(Excerpted passage)
>>>>>
If you encounter issues with the extension freezing or not responding:

1. **Check the logs**: Look at the log files in `src/speech_mcp/` for detailed error messages.
2. **Reset the state**: If the extension seems stuck, try deleting `src/speech_mcp/speech_state.json` or setting all states to `false`.
3. **Use the direct command**: Instead of `uv run speech-mcp`, use the installed package with `speech-mcp` directly.
4. **Check audio devices**: Ensure your microphone is properly configured and accessible to Python.
5. **Verify dependencies**: Make sure all required dependencies are installed correctly.
<<<<<
(Dataset section)
>>>>>
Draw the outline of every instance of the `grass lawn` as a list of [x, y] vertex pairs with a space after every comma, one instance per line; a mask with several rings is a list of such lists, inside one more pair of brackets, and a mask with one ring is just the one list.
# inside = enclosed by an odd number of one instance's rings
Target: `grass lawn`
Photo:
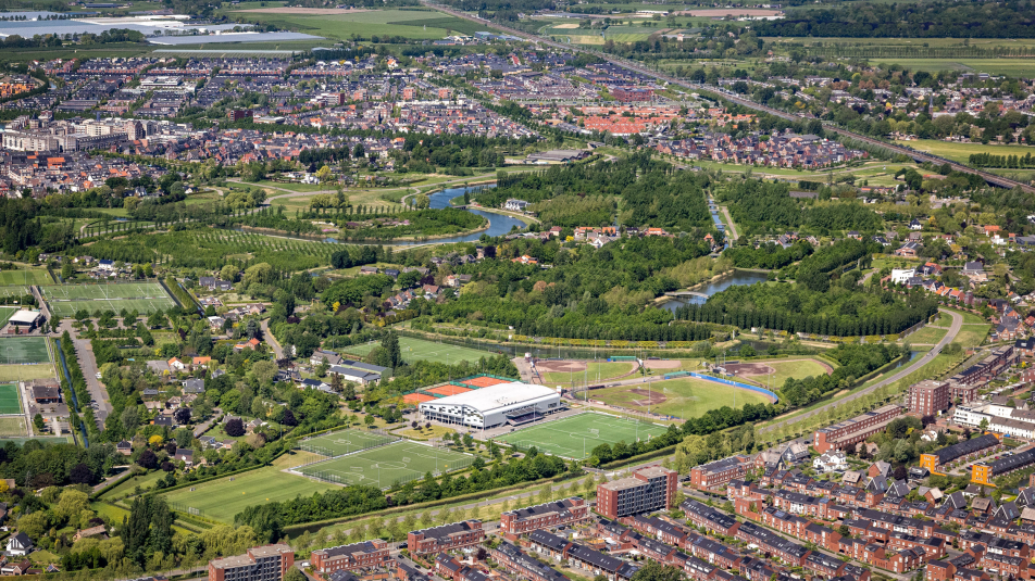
<<<<<
(Goal 1) In the troubleshooting passage, how would you say "Ensure your microphone is properly configured and accessible to Python." in Spanish?
(Goal 2) Can you carry on the troubleshooting passage for the speech extension, picking up after its fifth step?
The material comes from a different source than the passage above it.

(Expected answer 1) Asegúrate de que tu micrófono esté configurado correctamente y sea accesible para Python.

(Expected answer 2)
## Recent Fixes

- **Improved error handling**: Better recovery from common failure modes
- **Timeout management**: Reduced timeouts and added fallback mechanisms
- **Process management**: Better handling of UI process startup and termination
- **State consistency**: Added state reset mechanisms to avoid getting stuck
- **Fallback transcription**: Added emergency transcription when UI process fails
- **Debugging output**: Enhanced logging and console output for troubleshooting

## Technical Details

### Speech-to-Text

The MCP uses faster-whisper for speech recognition:
- Uses the "base" model for a good balance of accuracy and speed
- Processes audio locally without sending data to external services
- Automatically detects when the user has finished speaking
- Provides improved performance over the original Whisper implementation

## License

[MIT License](LICENSE)